[Named region outline records]

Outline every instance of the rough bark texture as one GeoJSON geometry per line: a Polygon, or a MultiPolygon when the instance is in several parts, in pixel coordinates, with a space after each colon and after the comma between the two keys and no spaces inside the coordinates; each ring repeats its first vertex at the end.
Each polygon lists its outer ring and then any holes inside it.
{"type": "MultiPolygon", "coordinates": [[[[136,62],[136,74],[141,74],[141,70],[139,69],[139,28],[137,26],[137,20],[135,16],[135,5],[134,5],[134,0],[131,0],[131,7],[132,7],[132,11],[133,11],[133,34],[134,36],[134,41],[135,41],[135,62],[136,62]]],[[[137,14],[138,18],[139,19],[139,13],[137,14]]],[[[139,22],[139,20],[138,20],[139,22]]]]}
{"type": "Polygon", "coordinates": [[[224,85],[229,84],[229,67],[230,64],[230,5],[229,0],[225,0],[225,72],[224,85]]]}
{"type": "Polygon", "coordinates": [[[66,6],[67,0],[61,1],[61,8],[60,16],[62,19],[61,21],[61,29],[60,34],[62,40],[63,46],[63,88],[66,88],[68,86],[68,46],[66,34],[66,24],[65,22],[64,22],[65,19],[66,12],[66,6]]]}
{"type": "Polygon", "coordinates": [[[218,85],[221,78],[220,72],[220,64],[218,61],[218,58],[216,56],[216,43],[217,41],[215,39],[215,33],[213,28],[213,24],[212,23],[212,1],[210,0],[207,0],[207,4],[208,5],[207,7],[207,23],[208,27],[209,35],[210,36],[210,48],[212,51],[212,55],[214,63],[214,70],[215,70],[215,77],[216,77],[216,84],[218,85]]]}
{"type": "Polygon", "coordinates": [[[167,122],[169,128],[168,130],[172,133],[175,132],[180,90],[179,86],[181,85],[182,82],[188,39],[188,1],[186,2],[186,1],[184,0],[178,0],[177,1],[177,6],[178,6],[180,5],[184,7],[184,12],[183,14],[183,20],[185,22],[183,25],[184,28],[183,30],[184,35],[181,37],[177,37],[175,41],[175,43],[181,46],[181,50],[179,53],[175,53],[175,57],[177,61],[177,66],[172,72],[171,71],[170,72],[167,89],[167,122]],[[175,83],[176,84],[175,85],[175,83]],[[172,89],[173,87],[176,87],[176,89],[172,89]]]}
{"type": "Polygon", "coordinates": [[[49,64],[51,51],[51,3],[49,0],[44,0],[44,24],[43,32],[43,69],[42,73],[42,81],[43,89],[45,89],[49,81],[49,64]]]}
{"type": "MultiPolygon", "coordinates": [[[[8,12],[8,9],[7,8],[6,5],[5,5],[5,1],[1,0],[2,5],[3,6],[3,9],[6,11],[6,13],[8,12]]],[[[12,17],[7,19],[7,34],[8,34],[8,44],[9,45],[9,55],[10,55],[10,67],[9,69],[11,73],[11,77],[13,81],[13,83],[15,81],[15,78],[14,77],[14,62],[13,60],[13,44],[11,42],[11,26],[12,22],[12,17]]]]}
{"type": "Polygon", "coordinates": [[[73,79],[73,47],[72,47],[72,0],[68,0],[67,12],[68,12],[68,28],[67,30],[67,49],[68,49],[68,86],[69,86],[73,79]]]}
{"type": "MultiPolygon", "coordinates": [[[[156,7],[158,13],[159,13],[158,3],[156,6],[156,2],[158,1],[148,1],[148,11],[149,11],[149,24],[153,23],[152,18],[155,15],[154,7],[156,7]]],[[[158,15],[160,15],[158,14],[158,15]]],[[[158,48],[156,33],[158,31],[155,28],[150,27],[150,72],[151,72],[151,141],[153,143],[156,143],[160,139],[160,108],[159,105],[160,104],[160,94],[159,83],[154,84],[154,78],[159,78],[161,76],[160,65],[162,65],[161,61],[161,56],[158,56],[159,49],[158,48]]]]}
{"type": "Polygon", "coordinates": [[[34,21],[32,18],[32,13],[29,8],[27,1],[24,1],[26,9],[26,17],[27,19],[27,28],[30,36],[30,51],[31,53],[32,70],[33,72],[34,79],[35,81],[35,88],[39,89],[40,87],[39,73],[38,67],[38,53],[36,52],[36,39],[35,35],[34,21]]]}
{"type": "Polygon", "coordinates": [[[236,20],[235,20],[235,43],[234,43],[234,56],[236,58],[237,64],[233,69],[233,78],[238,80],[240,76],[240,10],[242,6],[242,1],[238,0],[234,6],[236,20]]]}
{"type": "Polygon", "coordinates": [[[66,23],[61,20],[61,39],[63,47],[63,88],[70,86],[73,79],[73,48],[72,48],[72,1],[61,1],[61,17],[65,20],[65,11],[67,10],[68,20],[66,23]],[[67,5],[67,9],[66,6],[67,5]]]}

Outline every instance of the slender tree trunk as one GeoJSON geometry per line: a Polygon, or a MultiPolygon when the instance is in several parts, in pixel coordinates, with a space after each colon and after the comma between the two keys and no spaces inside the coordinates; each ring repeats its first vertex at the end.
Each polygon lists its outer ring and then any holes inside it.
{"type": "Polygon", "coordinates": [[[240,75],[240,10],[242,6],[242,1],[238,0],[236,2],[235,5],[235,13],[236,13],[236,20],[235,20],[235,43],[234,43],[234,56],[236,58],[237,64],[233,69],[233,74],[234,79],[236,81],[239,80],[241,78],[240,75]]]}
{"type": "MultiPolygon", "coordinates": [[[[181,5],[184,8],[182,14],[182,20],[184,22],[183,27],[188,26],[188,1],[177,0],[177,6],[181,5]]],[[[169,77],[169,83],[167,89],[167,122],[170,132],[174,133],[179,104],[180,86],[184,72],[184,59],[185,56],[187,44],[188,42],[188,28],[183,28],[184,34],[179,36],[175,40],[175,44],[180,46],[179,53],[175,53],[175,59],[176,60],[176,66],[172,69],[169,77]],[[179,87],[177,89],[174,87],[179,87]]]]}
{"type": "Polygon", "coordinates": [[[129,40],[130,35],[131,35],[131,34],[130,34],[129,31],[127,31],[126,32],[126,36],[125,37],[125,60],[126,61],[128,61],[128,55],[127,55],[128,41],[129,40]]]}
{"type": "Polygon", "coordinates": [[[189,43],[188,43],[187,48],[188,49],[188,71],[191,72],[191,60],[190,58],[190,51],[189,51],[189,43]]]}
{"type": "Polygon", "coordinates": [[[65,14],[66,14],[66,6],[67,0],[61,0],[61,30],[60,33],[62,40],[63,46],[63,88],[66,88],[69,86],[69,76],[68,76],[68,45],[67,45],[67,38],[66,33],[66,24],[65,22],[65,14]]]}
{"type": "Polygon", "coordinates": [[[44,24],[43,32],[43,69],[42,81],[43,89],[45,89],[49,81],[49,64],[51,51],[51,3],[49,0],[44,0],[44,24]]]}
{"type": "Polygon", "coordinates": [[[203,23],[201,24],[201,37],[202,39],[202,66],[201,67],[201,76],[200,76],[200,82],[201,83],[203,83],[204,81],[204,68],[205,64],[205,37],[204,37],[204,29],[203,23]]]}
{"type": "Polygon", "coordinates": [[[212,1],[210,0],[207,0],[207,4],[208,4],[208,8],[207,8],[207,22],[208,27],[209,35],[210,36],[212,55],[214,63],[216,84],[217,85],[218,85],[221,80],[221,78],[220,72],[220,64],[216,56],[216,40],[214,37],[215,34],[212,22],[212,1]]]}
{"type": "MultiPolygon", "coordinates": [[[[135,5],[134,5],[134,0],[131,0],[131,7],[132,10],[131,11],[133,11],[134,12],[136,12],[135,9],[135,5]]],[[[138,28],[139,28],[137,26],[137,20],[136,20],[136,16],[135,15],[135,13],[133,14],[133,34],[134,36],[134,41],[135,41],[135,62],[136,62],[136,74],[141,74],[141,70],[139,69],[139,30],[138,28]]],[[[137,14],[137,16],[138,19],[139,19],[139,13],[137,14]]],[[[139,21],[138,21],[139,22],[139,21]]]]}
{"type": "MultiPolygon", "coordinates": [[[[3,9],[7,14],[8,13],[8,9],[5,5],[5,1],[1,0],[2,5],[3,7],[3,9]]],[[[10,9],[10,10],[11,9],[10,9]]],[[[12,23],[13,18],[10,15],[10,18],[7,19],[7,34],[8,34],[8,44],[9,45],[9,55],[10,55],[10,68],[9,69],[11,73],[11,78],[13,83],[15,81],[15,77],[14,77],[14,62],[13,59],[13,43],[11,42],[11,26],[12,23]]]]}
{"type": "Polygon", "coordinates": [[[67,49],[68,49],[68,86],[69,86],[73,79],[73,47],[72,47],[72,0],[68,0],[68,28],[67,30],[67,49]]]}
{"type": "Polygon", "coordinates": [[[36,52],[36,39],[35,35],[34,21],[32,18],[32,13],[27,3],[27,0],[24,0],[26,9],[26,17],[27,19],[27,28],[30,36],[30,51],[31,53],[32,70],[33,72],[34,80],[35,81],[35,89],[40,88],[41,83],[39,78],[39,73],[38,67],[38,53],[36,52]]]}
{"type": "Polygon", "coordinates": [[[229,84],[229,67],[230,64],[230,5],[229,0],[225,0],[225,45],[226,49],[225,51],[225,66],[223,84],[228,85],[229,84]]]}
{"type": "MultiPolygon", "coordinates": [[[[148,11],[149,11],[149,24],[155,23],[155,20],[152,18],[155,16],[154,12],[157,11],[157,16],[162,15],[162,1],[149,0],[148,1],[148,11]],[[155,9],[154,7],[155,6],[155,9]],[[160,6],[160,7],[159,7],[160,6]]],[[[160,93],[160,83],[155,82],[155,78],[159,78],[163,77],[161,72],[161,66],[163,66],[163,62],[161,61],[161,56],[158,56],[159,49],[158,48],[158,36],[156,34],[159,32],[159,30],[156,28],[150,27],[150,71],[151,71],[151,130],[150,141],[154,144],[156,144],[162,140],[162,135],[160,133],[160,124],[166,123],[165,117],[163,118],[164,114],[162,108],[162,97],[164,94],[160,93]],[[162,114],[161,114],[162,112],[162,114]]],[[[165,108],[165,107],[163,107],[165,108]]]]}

Required task
Pull out every line of the data above that contains the string "with", matching case exactly.

The answer
Outline every instance of the rough bark texture as one GeoJSON geometry per line: a Polygon, or a MultiPolygon when the instance is in several parts, in pixel coordinates, with a space after each colon and after the comma between the two keys and no spaces inside the coordinates; each ring repeats its first vertex at the end.
Outline every instance of the slender tree trunk as one GeoJSON geometry per line: a Polygon, or a MultiPolygon when the instance is in several parts, in pixel coordinates, with a space after each colon and after the comma between the two keys and no spaces inside the coordinates; each ring repeats its first vertex at the end.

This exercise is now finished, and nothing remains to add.